EXERCISE =>
Reproduce the listing below word for word, leaving out the pictures.

** START THE INPUT **

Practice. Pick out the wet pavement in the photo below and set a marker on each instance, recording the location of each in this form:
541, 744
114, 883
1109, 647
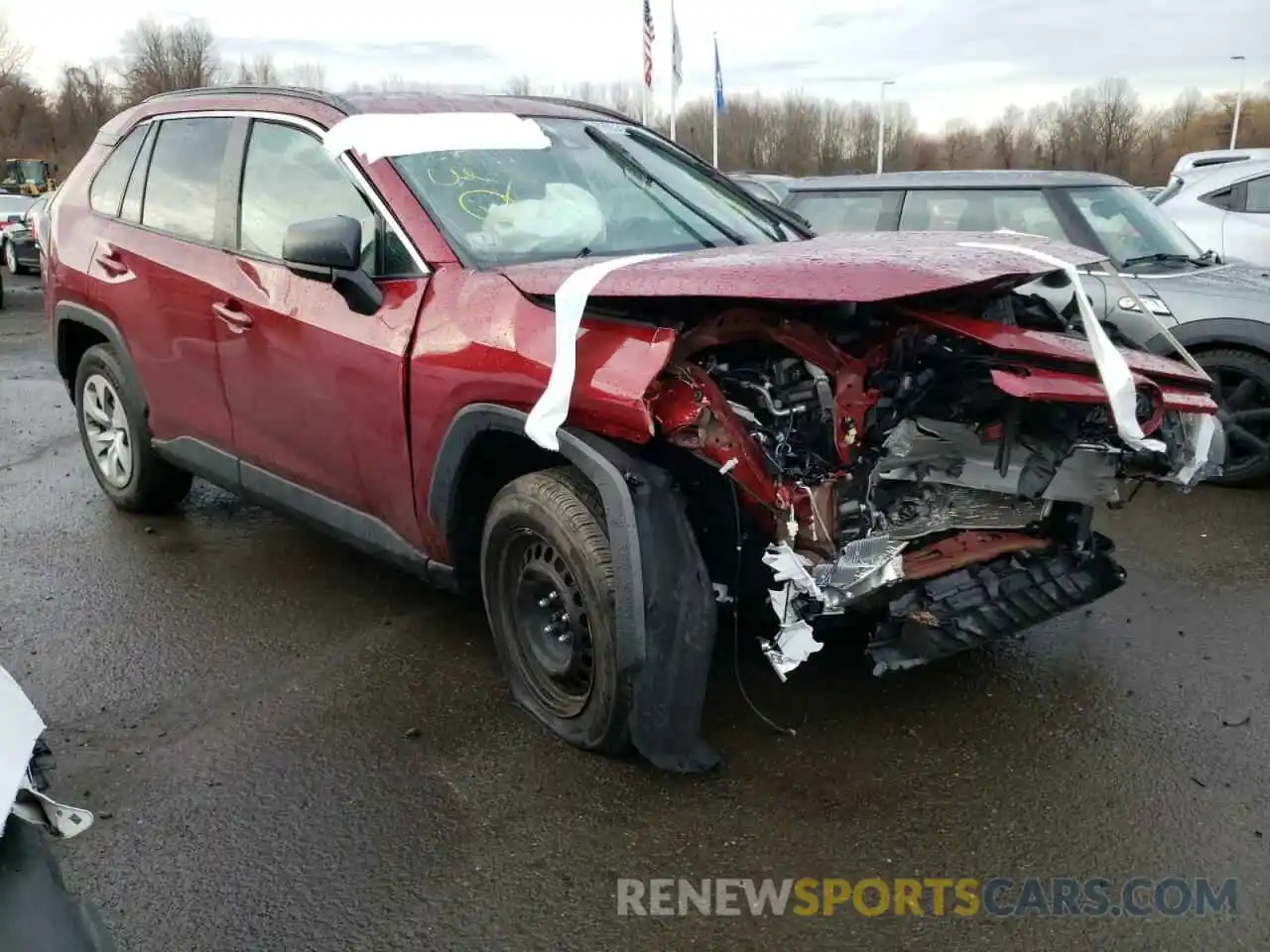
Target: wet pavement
294, 747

** END THE INPUT **

EXERCISE ANSWER =>
Practice. Pick out the wet pavement in the photo below and set a marker on each instance, recording the location of each in this form:
541, 744
114, 883
1109, 647
Target: wet pavement
294, 747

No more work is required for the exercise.